Jurgen Klopp believes the character of his Liverpool players is shining through at a time when they cannot hit full flow.
It was the second successive week in which they had needed to fight back after a similarly hard-earned win at Sheffield United.
With the Merseysiders having also been held 2-2 by Everton since their 7-2 thrashing by Aston Villa, Klopp’s side are not yet the exhilarating force of last term.
Yet they are finding a way to eke out points and, after a shortened summer break, little pre-season preparation and with a more intense schedule, Klopp is satisfied with results.
“It is, of course, (about) belief,” the German said. “It doesn’t happen all the time but that is how it all started, our improvement. The basis for all they do and did is the character of this group.
“I cannot convince them to fight if they are not fighters. If they are not ready to put all their desire in the game and show determination I cannot do that.
“But it was always easy with this team to show them the right path and they follow it.
“It is an incredibly difficult time in the outside world, for all the boys as well. It’s really demanding, the number of games we have to play.”
As at Bramall Lane, Liverpool were thankful to summer signing Diogo Jota for their winner. This time the Portuguese came off the bench, in an inspired double substitution alongside Xherdan Shaqiri, to net five minutes from time.
Yet with their injury-hit defence sound thereafter – and 23-year-old debutant Nathaniel Phillips impressing after being thrust into action in the absence of Virgil Van Dijk, Joel Matip and Fabinho – they always maintained control.
Jota made the difference and had already had one effort ruled out following a VAR review before he combined with Shaqiri to settle the contest.

* _Collected data entries_
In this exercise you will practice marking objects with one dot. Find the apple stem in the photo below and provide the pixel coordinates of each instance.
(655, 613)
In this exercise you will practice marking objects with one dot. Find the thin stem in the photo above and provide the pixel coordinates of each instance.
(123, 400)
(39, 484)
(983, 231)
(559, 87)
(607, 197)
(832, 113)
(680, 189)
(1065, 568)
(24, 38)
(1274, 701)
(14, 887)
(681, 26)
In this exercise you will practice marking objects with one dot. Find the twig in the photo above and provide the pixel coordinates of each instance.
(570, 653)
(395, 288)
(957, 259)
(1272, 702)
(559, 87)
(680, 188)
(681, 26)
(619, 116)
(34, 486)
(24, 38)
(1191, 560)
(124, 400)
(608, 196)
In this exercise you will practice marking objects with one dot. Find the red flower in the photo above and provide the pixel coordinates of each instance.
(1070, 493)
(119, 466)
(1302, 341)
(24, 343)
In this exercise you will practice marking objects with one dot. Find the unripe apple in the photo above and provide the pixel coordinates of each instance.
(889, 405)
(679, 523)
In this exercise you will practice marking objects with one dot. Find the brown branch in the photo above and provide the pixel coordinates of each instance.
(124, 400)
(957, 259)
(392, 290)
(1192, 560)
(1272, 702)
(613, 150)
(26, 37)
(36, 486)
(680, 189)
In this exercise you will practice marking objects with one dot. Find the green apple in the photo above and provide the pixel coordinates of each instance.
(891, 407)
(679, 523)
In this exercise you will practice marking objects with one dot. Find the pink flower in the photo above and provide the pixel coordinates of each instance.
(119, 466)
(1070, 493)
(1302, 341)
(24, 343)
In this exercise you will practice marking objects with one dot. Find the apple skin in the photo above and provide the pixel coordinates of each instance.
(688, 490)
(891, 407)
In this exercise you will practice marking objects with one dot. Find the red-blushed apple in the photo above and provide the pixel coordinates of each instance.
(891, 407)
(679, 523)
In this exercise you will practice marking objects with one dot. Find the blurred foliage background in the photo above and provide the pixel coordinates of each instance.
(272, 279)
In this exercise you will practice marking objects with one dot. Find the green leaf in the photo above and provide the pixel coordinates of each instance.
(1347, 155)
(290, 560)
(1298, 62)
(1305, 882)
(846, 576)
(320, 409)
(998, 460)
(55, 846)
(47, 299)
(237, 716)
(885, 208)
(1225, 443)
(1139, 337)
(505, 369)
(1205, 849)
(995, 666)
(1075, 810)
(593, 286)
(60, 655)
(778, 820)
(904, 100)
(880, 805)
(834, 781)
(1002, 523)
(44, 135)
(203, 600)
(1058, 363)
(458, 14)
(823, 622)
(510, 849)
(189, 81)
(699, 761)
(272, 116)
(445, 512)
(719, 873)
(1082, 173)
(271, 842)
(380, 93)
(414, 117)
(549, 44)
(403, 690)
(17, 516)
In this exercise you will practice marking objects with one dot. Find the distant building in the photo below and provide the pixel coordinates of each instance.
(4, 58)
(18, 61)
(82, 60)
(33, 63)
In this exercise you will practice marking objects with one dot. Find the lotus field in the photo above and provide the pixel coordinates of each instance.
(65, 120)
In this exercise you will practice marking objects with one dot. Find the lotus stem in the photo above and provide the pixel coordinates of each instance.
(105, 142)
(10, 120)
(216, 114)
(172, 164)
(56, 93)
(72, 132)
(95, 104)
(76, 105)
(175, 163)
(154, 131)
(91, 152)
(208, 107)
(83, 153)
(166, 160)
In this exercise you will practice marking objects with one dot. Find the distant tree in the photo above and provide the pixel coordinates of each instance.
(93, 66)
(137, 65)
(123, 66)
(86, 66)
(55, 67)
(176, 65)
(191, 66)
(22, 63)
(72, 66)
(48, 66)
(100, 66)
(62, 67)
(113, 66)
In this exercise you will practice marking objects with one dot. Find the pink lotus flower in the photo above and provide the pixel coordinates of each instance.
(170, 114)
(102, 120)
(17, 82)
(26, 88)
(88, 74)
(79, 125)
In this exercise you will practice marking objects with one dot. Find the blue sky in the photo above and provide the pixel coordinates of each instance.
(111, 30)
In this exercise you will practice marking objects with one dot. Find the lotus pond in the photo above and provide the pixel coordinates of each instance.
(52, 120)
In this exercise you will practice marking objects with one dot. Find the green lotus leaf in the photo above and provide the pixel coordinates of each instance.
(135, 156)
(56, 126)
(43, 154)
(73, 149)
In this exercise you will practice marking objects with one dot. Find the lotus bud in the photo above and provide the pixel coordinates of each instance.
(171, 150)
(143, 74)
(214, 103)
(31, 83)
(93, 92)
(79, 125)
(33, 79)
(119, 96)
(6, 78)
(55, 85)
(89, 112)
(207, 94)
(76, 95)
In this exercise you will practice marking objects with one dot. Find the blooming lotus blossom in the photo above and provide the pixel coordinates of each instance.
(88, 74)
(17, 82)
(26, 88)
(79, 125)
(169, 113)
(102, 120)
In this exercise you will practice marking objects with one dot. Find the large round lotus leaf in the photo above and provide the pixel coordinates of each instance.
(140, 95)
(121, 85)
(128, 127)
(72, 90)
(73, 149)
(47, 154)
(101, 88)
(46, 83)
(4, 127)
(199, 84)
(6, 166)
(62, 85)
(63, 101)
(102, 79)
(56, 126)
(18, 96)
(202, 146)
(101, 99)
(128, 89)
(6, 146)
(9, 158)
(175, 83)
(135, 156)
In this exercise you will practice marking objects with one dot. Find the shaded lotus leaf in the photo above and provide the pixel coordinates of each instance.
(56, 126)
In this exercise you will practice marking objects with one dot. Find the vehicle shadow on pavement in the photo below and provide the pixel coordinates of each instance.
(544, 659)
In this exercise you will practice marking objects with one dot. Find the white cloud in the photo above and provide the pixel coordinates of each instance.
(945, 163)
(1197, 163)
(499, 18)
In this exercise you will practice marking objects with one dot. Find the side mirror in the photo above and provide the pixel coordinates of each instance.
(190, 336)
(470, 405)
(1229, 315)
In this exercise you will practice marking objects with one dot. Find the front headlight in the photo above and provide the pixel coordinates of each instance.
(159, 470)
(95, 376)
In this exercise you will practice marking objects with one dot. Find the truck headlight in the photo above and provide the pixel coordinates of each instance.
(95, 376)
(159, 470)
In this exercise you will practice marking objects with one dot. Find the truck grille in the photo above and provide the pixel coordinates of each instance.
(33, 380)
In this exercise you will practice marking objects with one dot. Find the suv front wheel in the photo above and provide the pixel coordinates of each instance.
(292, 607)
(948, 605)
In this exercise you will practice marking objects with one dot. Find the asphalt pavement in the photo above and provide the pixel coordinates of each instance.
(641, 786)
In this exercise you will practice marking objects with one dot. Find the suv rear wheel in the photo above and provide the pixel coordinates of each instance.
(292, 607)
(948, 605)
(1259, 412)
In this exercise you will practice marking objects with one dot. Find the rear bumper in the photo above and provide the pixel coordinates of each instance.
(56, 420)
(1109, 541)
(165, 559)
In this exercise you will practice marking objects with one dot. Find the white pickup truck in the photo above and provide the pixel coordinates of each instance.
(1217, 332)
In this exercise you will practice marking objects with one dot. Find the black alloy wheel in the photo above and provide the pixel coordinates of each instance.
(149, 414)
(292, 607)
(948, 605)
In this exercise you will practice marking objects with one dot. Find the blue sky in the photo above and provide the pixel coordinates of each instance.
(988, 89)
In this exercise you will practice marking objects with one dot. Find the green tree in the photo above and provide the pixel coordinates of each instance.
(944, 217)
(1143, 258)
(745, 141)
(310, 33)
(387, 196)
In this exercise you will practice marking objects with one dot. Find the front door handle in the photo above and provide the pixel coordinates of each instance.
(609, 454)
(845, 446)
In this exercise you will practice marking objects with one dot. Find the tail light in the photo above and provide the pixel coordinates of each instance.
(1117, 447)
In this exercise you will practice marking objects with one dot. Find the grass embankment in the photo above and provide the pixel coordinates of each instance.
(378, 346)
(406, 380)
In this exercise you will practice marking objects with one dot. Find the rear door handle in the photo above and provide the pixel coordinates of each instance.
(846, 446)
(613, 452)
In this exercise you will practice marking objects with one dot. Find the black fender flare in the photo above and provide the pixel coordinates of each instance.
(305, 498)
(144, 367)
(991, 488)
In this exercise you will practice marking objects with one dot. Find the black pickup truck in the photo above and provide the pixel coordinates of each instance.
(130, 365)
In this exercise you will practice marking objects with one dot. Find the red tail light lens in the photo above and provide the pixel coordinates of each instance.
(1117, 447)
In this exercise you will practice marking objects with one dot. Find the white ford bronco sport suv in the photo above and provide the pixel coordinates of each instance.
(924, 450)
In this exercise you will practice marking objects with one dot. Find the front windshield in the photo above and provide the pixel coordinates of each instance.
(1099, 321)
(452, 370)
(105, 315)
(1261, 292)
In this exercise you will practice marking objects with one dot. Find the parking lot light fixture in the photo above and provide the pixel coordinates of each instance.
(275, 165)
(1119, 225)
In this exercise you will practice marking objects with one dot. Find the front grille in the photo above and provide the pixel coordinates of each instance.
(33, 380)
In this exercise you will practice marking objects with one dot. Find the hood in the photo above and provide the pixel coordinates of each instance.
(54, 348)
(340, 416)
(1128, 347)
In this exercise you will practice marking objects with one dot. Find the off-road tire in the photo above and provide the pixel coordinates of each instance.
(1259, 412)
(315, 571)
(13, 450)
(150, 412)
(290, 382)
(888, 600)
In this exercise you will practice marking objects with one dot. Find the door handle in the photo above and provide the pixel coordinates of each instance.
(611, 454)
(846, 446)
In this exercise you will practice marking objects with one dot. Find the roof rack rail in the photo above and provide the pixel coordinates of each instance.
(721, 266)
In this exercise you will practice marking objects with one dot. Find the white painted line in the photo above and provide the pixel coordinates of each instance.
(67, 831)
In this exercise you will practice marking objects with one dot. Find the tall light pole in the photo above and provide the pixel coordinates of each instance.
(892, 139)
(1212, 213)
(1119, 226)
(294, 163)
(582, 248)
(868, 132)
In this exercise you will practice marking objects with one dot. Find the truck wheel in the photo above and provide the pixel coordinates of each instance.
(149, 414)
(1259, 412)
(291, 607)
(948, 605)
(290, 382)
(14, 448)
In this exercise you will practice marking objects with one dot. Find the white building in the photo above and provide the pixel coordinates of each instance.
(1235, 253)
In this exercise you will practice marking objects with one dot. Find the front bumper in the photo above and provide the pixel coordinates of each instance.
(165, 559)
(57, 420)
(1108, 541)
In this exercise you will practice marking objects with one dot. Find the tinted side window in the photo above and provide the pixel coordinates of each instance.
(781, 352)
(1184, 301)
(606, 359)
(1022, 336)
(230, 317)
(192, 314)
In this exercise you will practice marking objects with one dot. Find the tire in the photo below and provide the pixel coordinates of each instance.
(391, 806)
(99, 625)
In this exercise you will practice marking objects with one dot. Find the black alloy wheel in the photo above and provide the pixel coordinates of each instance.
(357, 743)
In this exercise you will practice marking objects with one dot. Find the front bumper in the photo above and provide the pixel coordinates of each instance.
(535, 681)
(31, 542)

* _REQUIREMENT 1_
In the Klopp and Liverpool article, swap "bench" for "sidelines" and write out the passage between "As at Bramall" and "minutes from time.", inclusive.
* _REQUIREMENT 2_
Answer these about the article on Klopp and Liverpool:
(a) Which team beat Liverpool 7-2?
(b) Who scored Liverpool's winner, and when?
(c) Who was the 23-year-old debutant in defense?
* _REQUIREMENT 3_
Extend the article about Klopp and Liverpool, starting after its last sentence.
The items are separate from the article about Klopp and Liverpool.

* _RESPONSE BOX 1_
As at Bramall Lane, Liverpool were thankful to summer signing Diogo Jota for their winner. This time the Portuguese came off the sidelines, in an inspired double substitution alongside Xherdan Shaqiri, to net five minutes from time.

* _RESPONSE BOX 2_
(a) Aston Villa
(b) Diogo Jota, five minutes from time
(c) Nathaniel Phillips

* _RESPONSE BOX 3_
While Klopp got his changes right, he feels the whole game would benefit in these pandemic-hit times from a return to the five substitutions rule allowed late last season.
Along with Pep Guardiola and Ole Gunnar Solskjaer, Klopp has been vociferous in calling for the Premier League to reconsider the vote taken against it in August due to mounting injuries.
“It is not about us,” he said. “It would have helped West Ham in a game that was really demanding if they could have had two more subs, 100 per cent. It doesn’t help a team, it helps the players.”
At the time of the vote, there was a feeling that the bigger clubs with stronger squads gained an unfair advantage from being permitted five substitutions.
West Ham boss David Moyes, however, recognises Klopp has a good point.
Moyes, who was without star forward Michail Antonio, said: “I think player welfare is massively important.
“I do think when we made the decision the clubs lower down probably felt the big teams would get an advantage from it, but I am now in full agreement the players’ welfare is more important and if the decision was overturned I wouldn’t be dead against it – although I do still think it helps the sides with bigger and stronger squads.”